Data lines:
---------------
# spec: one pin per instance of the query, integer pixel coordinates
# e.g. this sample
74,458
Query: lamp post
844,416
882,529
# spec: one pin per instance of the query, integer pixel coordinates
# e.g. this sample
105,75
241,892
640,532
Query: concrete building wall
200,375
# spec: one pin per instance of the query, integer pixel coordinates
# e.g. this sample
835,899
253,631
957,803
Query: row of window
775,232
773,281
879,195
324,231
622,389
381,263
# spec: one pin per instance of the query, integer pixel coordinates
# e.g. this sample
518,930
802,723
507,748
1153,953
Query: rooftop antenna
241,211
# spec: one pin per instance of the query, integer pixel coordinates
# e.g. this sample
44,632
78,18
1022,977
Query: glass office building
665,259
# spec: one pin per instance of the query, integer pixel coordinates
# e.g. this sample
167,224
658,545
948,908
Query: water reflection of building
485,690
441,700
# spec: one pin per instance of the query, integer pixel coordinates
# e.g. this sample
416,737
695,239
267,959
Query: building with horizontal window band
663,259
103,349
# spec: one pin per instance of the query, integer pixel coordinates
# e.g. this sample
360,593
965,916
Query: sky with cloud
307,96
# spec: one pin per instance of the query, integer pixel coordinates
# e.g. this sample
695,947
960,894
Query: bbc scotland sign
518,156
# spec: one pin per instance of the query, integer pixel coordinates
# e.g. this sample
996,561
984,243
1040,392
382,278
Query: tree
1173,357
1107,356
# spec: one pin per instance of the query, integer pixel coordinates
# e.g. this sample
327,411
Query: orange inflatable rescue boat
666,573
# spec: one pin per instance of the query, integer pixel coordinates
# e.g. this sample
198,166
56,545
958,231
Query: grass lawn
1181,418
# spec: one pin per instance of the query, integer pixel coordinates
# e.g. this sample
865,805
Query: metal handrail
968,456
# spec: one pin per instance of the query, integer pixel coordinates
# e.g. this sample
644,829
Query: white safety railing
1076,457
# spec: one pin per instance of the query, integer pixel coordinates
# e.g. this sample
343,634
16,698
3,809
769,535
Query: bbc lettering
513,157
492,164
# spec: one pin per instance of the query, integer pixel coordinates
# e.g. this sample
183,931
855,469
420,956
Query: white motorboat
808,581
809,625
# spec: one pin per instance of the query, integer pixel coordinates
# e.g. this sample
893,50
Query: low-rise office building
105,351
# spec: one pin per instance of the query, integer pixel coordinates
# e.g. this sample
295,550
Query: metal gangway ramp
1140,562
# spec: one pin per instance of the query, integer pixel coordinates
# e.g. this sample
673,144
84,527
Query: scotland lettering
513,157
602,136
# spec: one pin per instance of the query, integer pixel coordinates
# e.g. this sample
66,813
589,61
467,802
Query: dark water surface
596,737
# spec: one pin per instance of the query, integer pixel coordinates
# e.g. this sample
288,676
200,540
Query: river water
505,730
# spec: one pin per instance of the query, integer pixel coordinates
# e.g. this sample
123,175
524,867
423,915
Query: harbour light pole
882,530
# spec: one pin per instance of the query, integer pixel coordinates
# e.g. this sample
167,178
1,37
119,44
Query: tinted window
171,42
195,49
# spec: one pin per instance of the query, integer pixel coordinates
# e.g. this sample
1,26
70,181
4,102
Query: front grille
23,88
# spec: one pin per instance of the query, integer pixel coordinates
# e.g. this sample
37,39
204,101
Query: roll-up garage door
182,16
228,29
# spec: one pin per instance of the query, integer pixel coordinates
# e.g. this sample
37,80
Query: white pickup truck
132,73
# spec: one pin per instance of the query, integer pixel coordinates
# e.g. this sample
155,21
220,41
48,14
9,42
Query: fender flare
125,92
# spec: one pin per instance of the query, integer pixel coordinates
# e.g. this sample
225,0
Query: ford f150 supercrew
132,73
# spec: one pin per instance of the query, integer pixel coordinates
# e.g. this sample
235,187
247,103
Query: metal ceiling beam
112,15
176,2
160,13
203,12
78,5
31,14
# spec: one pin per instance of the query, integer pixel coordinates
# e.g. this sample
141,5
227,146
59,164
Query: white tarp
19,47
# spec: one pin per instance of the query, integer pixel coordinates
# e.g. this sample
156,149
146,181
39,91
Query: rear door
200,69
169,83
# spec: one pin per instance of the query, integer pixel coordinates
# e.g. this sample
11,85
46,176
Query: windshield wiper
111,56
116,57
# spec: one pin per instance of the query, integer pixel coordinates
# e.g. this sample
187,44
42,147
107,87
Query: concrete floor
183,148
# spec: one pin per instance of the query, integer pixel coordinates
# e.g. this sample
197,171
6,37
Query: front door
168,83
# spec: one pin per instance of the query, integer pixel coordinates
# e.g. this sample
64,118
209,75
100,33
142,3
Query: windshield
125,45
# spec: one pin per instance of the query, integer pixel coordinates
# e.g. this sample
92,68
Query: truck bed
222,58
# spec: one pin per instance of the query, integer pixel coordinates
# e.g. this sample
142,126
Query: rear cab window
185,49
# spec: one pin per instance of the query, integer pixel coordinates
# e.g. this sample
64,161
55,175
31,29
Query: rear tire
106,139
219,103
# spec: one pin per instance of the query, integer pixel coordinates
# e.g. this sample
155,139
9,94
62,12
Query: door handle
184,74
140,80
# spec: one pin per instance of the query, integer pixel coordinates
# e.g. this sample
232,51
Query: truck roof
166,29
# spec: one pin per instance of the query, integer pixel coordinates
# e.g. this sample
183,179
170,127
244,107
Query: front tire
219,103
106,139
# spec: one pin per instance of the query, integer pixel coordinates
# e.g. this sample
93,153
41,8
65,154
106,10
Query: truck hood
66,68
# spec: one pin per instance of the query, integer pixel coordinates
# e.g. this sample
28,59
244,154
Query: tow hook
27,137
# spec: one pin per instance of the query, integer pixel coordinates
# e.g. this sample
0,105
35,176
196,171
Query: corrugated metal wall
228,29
---------------
Goal: Extract each line from the listing above, please, and repeat it exactly.

In response:
# spec: one pin per instance of the query, integer pixel coordinates
# e.g. this sample
74,458
Query: lamp post
844,416
882,529
# spec: one pin per instance of the query, integer pixel coordinates
# e.g. this sample
105,75
241,892
640,532
Query: concrete building wall
200,375
# spec: one pin per instance of the query, integer pixel coordinates
# e.g. this sample
835,899
253,631
957,803
Query: row of window
775,232
773,281
879,195
324,231
622,389
381,263
# spec: one pin per instance of the query, integer pixel coordinates
# e.g. this sample
518,930
802,723
507,748
1153,953
Query: rooftop antenna
241,211
# spec: one pin per instance of the query, integer pixel coordinates
# e.g. this sample
44,632
78,18
1022,977
Query: glass office building
665,259
# spec: one pin per instance of the query, integer pixel coordinates
# e.g. this sample
167,224
658,545
948,908
Query: water reflection of building
485,690
441,700
# spec: one pin per instance of the query, integer pixel coordinates
# e.g. this sample
416,737
695,239
267,959
Query: building with horizontal window band
663,259
103,349
# spec: one pin per instance of the query, integer pixel coordinates
# e.g. this sample
360,593
965,916
Query: sky with cloud
307,96
# spec: one pin per instance of the query, integer pixel coordinates
# e.g. this sample
695,947
960,894
Query: bbc scotland sign
518,156
# spec: one pin per instance of the query, integer pixel coordinates
# e.g. this sample
996,561
984,243
1040,392
382,278
Query: tree
1173,357
1107,356
# spec: one pin per instance of the query, integer pixel coordinates
# e.g. this sample
327,411
Query: orange inflatable rescue boat
666,573
# spec: one pin per instance of the query, integer pixel coordinates
# e.g. this sample
198,166
56,545
958,231
Query: grass lawn
1181,418
# spec: one pin per instance of the query, integer pixel coordinates
# e.g. this sample
865,805
Query: metal handrail
968,456
# spec: one pin per instance of the query, integer pixel coordinates
# e.g. this sample
644,829
Query: white safety railing
1076,457
# spec: one pin per instance of the query, integer pixel coordinates
# e.g. this sample
343,634
16,698
3,809
769,535
Query: bbc lettering
513,157
492,164
# spec: one pin per instance of the query, integer pixel coordinates
# e.g. this sample
183,931
855,469
420,956
Query: white motorboat
808,581
809,625
# spec: one pin per instance of the query, integer pixel coordinates
# e.g. this sample
893,50
Query: low-rise office building
105,351
# spec: one pin per instance of the query, integer pixel coordinates
# e.g. this sample
295,550
Query: metal gangway ramp
1140,562
# spec: one pin per instance of the query, integer pixel coordinates
# e.g. this sample
673,144
84,527
Query: scotland lettering
513,157
602,136
# spec: one pin per instance of the query, integer pixel coordinates
# e.g. this sample
66,813
589,61
467,802
Query: dark water surface
596,737
# spec: one pin per instance of the query, integer pixel coordinates
# e.g. this sample
288,676
200,540
Query: river water
505,730
# spec: one pin per instance of the query, integer pixel coordinates
# e.g. this sample
123,175
524,867
423,915
Query: harbour light pole
882,530
# spec: one pin per instance of the query, integer pixel coordinates
# e.g. this sample
167,178
1,37
119,44
Query: tinted window
171,42
195,49
# spec: one pin per instance of the query, integer pixel coordinates
# e.g. this sample
1,26
70,181
4,102
Query: front grille
23,88
# spec: one pin per instance of the query, integer pixel coordinates
# e.g. this sample
37,39
204,101
Query: roll-up garage door
182,16
228,29
# spec: one pin per instance of the query, integer pixel coordinates
# e.g. this sample
37,80
Query: white pickup truck
132,73
# spec: one pin per instance of the query, integer pixel coordinates
# e.g. this sample
155,21
220,41
48,14
9,42
Query: fender flare
125,92
# spec: one pin per instance of the query, integer pixel coordinates
# e.g. this sample
225,0
Query: ford f150 supercrew
132,73
# spec: one pin per instance of the query, integer pixel coordinates
# e.g. this sample
235,187
247,103
Query: metal ceiling beam
112,15
176,2
160,13
203,12
78,5
31,14
# spec: one pin per instance of the query, integer pixel coordinates
# e.g. this sample
141,5
227,146
59,164
Query: white tarp
19,47
# spec: one pin per instance of the query, integer pixel coordinates
# e.g. this sample
156,149
146,181
39,91
Query: rear door
200,69
169,83
# spec: one pin per instance of the query, integer pixel coordinates
# e.g. this sample
11,85
46,176
Query: windshield wiper
111,56
116,57
# spec: one pin per instance of the query, integer pixel coordinates
# e.g. this sample
187,44
42,147
107,87
Query: concrete floor
183,148
# spec: one pin per instance of the query, integer pixel coordinates
# e.g. this sample
197,171
6,37
Query: front door
168,83
# spec: one pin per instance of the query, integer pixel coordinates
# e.g. this sample
64,118
209,75
100,33
142,3
Query: windshield
125,45
# spec: one pin per instance of the query, integer pixel coordinates
# e.g. this sample
92,68
Query: truck bed
222,58
# spec: one pin per instance of the query, integer pixel coordinates
# e.g. this sample
142,126
Query: rear cab window
185,49
# spec: one pin per instance of the query, integer pixel coordinates
# e.g. this sample
64,161
55,175
31,29
Query: rear tire
106,139
219,103
# spec: one pin per instance of the query, integer pixel coordinates
# e.g. this sample
155,139
9,94
62,12
Query: door handle
184,74
140,80
# spec: one pin per instance of the query, integer pixel coordinates
# e.g. this sample
232,51
Query: truck roof
166,29
# spec: one pin per instance of the query, integer pixel coordinates
# e.g. this sample
183,179
170,127
244,107
Query: front tire
219,103
106,139
# spec: one pin per instance of the query, integer pixel coordinates
# e.g. this sample
93,153
41,8
65,154
106,10
Query: truck hood
66,68
# spec: one pin per instance of the query, integer pixel coordinates
# e.g. this sample
28,59
244,154
Query: tow hook
27,137
# spec: one pin per instance of the query, integer pixel coordinates
# e.g. this sample
0,105
35,176
196,171
Query: corrugated metal wall
228,29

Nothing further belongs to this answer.